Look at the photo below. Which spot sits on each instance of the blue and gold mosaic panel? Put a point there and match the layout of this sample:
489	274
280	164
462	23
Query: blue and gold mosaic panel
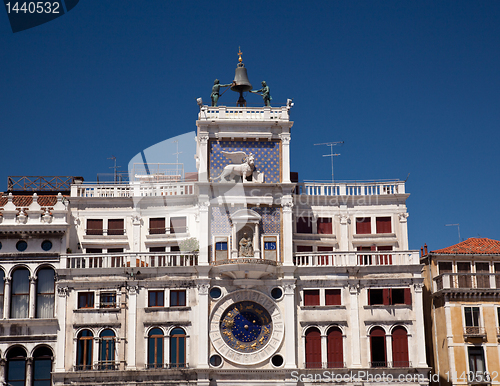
266	153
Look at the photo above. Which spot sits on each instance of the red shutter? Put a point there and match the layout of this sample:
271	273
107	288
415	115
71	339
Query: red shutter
94	227
325	226
335	348
178	225
115	227
156	226
332	297
313	349
363	226
387	296
304	225
408	296
384	225
400	347
311	297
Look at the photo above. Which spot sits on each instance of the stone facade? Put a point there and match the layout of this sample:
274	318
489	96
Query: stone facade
288	284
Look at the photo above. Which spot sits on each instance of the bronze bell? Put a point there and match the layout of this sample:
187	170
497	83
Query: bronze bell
241	82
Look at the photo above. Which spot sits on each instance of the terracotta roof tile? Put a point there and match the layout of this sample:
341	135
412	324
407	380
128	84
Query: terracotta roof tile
473	246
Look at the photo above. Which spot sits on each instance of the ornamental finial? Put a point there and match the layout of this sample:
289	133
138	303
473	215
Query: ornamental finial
240	53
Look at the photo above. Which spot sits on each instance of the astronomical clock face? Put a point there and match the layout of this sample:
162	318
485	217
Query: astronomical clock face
246	327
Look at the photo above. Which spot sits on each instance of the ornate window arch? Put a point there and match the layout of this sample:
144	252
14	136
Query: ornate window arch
335	347
378	349
156	339
16	366
313	348
400	356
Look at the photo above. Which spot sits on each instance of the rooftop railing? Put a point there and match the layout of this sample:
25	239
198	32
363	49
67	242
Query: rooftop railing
244	113
122	260
133	190
448	281
351	188
350	259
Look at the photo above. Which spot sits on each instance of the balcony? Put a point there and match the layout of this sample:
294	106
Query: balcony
471	332
133	189
351	188
467	281
123	260
244	113
355	258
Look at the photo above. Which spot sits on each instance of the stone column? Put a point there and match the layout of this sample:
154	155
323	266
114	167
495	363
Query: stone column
2	371
203	157
203	228
290	325
60	314
202	321
287	204
285	161
324	351
388	349
403	226
136	234
6	298
256	242
449	333
344	233
32	301
29	370
131	326
419	325
354	325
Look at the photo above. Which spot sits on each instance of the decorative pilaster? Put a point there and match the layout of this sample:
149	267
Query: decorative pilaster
29	370
285	162
6	298
203	286
287	204
354	323
344	233
131	326
136	233
31	312
419	324
290	325
60	314
204	234
403	226
203	157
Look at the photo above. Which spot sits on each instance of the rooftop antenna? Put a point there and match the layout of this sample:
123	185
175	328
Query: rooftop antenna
332	154
177	152
114	167
455	225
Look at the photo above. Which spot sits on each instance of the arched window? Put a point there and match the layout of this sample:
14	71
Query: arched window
2	285
84	350
16	367
155	348
400	347
335	348
45	293
107	350
20	294
377	347
42	366
178	348
313	349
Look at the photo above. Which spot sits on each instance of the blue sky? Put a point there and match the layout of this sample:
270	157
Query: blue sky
409	86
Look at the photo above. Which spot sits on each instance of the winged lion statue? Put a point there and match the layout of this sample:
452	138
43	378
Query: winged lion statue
241	168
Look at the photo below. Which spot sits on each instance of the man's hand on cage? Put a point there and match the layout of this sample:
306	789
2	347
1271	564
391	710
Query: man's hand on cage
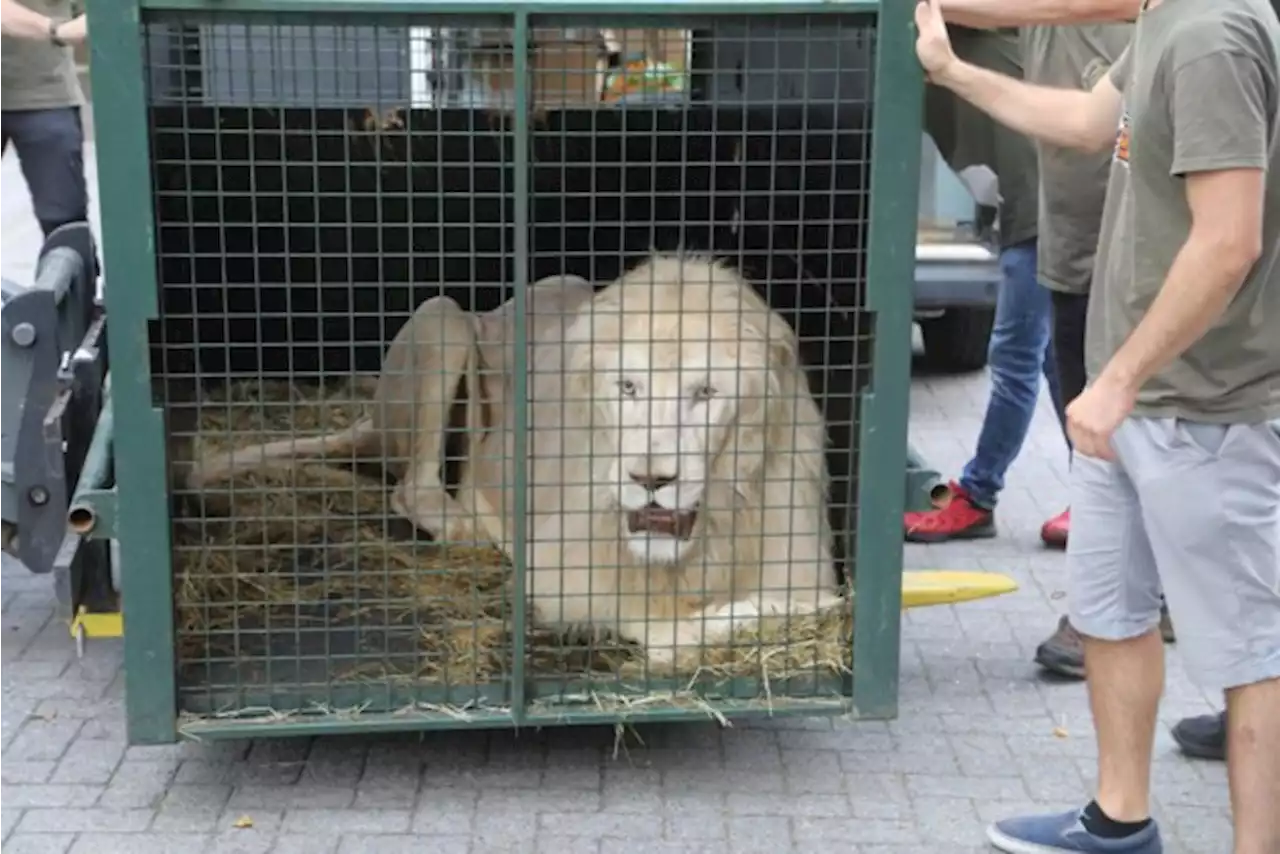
74	31
932	44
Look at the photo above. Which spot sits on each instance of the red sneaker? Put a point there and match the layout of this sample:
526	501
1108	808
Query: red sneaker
958	520
1054	533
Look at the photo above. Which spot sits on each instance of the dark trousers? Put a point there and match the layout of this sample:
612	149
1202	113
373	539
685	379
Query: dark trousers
50	145
1069	313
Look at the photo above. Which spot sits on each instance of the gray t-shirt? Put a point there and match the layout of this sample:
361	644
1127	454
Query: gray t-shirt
39	74
1201	92
967	136
1072	185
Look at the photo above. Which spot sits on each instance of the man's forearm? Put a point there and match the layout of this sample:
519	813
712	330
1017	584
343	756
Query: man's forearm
21	22
1054	115
987	14
1202	281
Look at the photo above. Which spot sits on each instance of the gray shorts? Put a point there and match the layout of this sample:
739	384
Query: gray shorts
1192	510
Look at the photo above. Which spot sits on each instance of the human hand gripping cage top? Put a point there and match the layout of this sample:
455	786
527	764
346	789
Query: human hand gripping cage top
676	470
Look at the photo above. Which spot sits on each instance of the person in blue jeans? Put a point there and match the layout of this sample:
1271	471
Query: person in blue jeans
1022	339
1176	487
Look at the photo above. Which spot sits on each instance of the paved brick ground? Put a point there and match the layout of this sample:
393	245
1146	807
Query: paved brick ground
976	739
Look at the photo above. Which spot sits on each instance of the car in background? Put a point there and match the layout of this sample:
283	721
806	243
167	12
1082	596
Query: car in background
956	269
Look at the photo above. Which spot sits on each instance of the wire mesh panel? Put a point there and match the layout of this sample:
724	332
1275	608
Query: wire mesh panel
511	368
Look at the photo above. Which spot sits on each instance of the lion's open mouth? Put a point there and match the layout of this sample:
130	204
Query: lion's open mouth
662	520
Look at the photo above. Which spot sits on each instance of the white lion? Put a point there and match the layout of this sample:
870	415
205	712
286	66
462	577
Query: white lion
675	457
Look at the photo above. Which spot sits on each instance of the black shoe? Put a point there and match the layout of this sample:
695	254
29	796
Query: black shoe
1202	738
1166	625
1064	652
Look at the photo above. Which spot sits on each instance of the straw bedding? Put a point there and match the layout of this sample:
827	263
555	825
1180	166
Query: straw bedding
311	549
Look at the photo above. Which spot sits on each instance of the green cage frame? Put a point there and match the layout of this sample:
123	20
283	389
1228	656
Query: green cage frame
128	234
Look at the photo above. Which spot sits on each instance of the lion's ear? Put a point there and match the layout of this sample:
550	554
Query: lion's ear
781	342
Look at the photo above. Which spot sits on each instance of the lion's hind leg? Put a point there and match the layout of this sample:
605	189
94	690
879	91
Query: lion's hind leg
437	350
224	465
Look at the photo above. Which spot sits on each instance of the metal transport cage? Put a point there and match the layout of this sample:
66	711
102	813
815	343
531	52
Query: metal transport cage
506	364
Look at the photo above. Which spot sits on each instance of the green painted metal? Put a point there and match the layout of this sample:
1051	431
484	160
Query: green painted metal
321	702
882	451
520	115
557	8
128	238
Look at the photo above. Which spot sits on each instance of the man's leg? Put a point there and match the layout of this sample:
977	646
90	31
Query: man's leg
1019	345
50	145
1069	315
1220	566
1115	599
1063	652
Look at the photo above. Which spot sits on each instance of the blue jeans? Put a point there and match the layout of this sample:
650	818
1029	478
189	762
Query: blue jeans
1020	350
51	149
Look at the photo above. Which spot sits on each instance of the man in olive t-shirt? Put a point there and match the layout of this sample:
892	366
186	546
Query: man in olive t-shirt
40	101
1176	479
1020	347
1072	192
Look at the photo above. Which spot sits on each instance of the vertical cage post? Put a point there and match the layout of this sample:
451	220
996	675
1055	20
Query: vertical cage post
128	229
520	188
882	459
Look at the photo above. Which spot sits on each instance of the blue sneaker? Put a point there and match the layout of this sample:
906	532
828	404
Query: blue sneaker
1065	834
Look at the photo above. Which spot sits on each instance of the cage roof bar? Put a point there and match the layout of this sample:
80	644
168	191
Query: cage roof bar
528	7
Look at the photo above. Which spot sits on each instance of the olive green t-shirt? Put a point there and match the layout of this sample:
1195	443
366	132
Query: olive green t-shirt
39	74
965	136
1072	185
1201	92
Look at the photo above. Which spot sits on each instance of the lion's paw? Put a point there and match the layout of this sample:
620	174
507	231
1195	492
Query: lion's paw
723	621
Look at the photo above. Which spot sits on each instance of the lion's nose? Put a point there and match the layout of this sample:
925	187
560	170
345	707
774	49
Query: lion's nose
653	483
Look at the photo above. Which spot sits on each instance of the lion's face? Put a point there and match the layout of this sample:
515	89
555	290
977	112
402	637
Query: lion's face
676	378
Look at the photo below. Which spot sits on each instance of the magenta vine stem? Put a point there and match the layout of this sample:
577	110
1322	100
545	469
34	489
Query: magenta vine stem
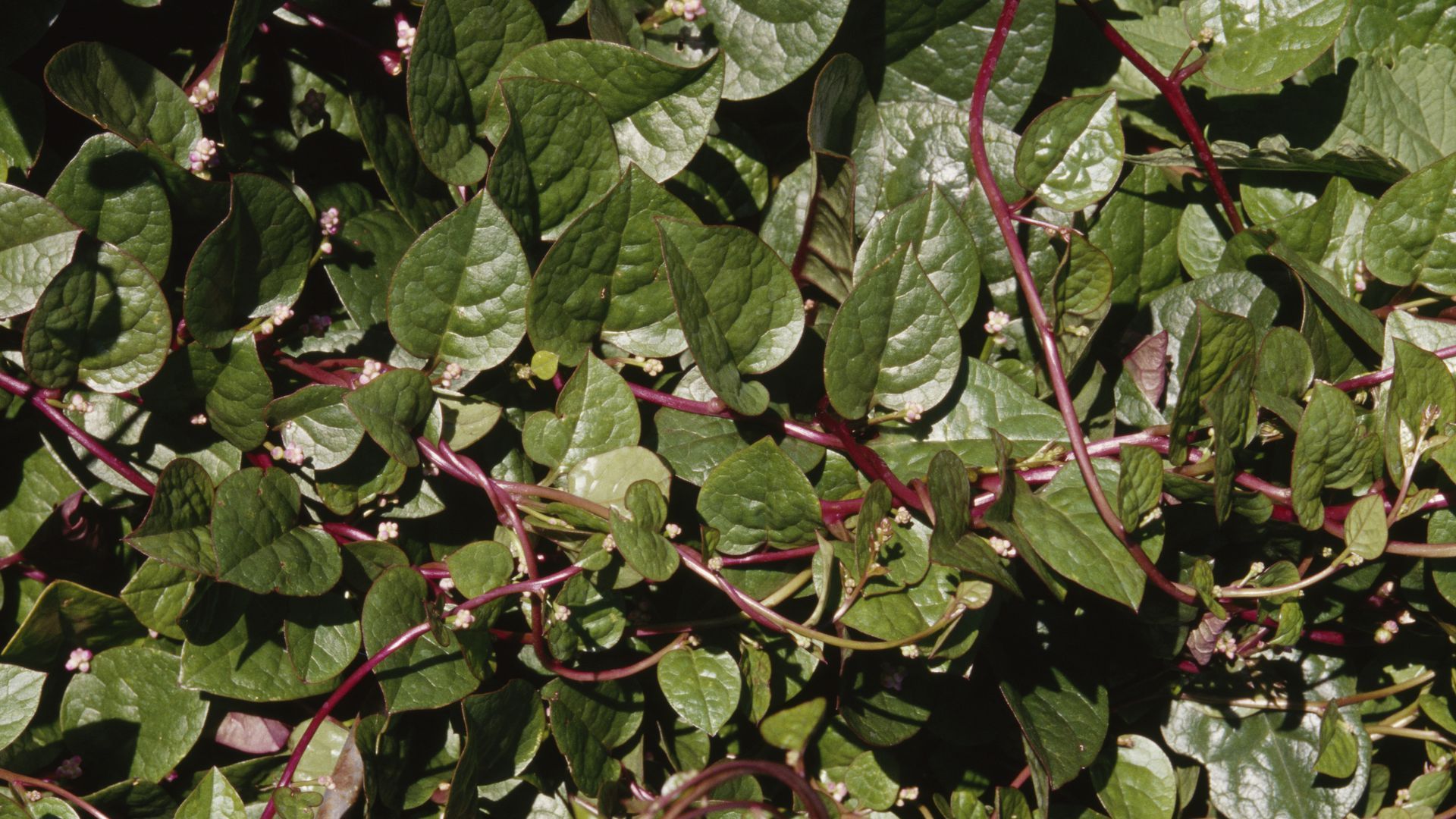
1171	88
1038	314
36	400
416	632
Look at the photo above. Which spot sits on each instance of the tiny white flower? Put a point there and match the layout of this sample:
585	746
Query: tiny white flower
202	96
79	661
996	321
329	222
202	156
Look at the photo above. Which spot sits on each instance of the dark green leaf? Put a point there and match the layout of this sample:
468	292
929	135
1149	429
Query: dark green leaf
391	407
739	306
111	190
253	264
124	95
101	321
128	717
259	544
759	494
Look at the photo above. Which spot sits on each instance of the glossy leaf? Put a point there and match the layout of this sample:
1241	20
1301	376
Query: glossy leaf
759	496
254	262
459	292
259	544
894	343
1072	155
101	321
737	305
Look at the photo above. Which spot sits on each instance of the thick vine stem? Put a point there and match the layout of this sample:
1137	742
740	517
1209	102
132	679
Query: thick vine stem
1038	314
31	781
1171	88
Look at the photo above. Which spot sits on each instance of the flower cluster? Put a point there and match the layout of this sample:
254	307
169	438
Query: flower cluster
202	96
329	226
688	9
202	156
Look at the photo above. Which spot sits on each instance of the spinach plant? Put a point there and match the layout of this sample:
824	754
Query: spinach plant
956	409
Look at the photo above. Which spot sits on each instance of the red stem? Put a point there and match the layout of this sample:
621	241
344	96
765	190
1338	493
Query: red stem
1038	314
1171	88
414	632
36	400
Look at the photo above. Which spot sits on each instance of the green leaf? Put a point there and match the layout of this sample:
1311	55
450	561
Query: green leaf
894	343
1329	439
235	648
391	407
1270	752
658	111
557	158
319	423
363	262
259	544
943	243
22	121
770	42
1257	44
1057	698
1063	528
1338	749
918	39
460	49
20	691
459	293
419	194
588	725
702	686
1220	343
178	526
639	538
36	242
739	306
128	717
1408	237
101	321
36	484
64	617
1139	485
1421	382
254	262
322	635
604	479
213	798
595	413
1366	529
124	95
158	595
792	727
1072	153
986	401
503	732
111	190
1134	779
759	494
424	673
603	278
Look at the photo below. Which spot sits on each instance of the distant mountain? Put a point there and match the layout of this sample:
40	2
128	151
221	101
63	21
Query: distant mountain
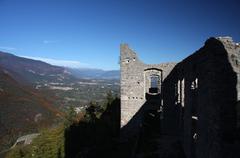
94	73
23	110
32	71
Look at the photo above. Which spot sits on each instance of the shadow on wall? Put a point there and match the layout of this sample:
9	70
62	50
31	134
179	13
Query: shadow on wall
200	99
200	117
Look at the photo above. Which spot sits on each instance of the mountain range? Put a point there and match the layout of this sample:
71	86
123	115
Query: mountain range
33	93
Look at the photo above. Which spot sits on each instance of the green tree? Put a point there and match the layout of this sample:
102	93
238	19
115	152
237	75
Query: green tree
70	117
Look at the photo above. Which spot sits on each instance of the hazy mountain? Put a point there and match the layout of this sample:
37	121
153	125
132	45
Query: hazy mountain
23	110
94	73
32	71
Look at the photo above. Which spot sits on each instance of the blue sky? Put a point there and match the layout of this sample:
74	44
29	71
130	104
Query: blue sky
87	33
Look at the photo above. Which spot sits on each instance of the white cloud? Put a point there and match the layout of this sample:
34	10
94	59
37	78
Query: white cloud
49	41
7	48
65	63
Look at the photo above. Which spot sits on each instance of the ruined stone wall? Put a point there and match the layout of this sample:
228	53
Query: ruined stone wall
200	100
135	82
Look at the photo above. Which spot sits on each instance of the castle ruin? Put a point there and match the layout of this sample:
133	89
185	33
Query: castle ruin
199	97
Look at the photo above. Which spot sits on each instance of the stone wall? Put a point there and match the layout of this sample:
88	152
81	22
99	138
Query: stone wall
200	100
135	82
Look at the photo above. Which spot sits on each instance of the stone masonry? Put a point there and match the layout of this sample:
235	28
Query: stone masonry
200	97
135	81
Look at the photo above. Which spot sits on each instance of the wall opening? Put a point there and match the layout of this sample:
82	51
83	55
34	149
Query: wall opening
154	84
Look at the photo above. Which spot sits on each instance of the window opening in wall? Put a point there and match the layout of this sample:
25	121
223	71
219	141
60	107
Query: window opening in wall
154	84
194	84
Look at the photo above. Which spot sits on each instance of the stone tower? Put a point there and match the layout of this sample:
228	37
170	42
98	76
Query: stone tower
138	79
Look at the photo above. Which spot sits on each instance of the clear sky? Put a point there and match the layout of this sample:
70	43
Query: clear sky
88	33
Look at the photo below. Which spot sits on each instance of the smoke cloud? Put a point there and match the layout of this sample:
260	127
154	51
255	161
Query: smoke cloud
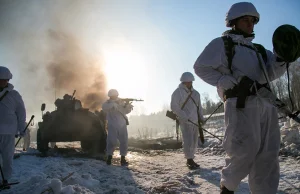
47	46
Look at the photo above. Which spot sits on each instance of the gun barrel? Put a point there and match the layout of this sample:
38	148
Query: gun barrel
130	99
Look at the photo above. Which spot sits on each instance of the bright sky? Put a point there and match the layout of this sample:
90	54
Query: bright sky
148	44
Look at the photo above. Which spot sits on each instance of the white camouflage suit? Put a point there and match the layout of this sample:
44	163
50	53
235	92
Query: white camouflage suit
26	139
190	131
116	125
12	122
252	136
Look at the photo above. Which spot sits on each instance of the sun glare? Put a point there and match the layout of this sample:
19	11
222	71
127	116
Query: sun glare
126	72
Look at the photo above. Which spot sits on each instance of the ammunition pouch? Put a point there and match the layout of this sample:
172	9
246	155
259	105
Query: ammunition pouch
171	115
245	88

# What the task asks:
Scan the listing above. Collect all lines with the word "below".

# Answer for the task:
Look at the photo below. Which spot sits on each instance of the blue and gold mosaic panel? Put a point there and match the layout of this sample:
Look at the photo below. Which spot sits on each instance of the man's hand on cage? Put a point there and match the layout of this sample:
Look at the photo below. Which spot sits on each instance of the magenta vine stem? Put a point there and match the layout of this sample:
Look at the photo below. Which spot sits on each instance of the distant mountain? Put a point there and match the layout of this sample:
Look at the photo below. Which spot sits on each instance of the smoke cloud? Put a point there and match the layout of this sample:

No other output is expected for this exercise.